● **Data items**:
▽
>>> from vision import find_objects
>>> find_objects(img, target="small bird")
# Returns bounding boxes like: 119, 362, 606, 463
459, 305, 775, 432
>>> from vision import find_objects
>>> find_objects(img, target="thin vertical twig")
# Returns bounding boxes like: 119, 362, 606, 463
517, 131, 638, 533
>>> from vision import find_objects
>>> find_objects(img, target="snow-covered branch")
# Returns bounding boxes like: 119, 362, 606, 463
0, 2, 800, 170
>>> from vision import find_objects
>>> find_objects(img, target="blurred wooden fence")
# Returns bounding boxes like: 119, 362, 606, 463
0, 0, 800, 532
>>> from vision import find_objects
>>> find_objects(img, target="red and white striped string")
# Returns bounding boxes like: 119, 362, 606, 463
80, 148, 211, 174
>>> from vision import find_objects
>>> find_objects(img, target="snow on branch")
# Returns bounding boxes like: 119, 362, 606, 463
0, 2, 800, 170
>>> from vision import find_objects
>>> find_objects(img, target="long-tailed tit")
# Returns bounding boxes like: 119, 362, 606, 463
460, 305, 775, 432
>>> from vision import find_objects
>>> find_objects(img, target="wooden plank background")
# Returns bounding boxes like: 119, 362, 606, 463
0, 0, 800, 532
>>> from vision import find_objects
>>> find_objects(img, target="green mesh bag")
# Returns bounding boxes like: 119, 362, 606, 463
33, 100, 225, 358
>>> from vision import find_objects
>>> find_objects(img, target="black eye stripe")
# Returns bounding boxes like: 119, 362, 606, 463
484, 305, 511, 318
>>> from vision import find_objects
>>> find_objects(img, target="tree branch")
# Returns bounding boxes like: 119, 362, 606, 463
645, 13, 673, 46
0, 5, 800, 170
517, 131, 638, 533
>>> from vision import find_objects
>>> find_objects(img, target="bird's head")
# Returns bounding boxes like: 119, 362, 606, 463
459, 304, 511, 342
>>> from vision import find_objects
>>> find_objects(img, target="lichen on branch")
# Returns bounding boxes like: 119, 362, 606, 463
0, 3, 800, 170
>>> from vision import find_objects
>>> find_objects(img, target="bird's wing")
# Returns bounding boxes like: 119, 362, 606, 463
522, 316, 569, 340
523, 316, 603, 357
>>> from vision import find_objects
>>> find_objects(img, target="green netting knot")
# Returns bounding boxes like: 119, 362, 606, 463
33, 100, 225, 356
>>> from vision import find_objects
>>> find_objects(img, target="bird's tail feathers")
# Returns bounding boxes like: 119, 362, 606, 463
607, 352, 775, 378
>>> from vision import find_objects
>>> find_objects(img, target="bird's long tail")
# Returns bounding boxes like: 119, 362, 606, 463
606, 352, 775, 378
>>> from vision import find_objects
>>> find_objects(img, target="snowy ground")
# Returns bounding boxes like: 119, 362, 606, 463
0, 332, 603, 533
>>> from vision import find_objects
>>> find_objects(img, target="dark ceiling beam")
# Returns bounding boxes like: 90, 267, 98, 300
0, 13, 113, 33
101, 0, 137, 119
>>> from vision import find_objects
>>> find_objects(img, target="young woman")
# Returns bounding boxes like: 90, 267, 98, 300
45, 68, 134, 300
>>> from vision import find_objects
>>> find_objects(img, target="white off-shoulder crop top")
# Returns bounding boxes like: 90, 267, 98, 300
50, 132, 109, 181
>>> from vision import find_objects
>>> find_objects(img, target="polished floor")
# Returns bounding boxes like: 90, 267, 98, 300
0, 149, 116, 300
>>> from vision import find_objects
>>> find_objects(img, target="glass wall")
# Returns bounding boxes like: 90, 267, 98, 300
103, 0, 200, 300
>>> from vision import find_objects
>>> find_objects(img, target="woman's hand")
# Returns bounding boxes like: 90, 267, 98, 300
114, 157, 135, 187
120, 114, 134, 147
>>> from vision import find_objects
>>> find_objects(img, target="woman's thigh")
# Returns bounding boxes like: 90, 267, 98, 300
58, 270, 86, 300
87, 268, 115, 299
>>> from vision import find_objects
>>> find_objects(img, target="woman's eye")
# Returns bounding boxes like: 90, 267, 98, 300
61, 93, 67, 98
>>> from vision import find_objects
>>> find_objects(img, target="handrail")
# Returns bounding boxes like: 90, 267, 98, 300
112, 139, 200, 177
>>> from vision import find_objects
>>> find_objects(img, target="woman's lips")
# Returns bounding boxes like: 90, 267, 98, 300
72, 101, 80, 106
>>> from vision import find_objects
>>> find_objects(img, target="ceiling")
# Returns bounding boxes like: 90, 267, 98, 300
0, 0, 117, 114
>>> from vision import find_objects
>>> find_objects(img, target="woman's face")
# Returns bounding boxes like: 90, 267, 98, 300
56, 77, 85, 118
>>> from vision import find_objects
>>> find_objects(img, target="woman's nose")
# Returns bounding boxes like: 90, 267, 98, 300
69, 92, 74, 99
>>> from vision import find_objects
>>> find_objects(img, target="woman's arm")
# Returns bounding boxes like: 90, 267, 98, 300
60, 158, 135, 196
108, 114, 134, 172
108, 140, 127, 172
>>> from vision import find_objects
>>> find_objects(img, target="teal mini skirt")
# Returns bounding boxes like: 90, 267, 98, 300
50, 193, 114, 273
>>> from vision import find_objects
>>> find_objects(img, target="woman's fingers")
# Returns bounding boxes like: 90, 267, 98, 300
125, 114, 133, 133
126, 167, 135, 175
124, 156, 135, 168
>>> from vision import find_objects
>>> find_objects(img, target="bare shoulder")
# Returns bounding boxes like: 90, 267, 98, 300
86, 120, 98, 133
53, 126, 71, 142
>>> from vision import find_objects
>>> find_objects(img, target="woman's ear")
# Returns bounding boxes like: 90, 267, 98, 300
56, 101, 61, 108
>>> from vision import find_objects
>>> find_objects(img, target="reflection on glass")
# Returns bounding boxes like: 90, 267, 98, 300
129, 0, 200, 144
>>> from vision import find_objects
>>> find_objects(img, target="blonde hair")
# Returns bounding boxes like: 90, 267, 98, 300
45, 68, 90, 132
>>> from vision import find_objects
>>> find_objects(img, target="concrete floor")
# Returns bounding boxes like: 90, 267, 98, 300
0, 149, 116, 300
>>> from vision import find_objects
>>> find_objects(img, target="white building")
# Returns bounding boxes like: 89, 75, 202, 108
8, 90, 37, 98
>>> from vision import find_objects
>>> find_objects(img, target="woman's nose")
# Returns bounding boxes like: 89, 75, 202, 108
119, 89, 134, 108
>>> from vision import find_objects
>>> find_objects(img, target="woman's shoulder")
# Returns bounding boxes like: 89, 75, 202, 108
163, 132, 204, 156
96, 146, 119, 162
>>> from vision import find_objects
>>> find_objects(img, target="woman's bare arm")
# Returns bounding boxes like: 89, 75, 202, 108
△
Collect and copy every line of the items above that contains the string "white", treating uppercase and lowercase as distinct.

>>> find_objects(img, target="red and white striped string")
>>> find_objects(img, target="white off-shoulder crop top")
>>> find_objects(img, target="white building")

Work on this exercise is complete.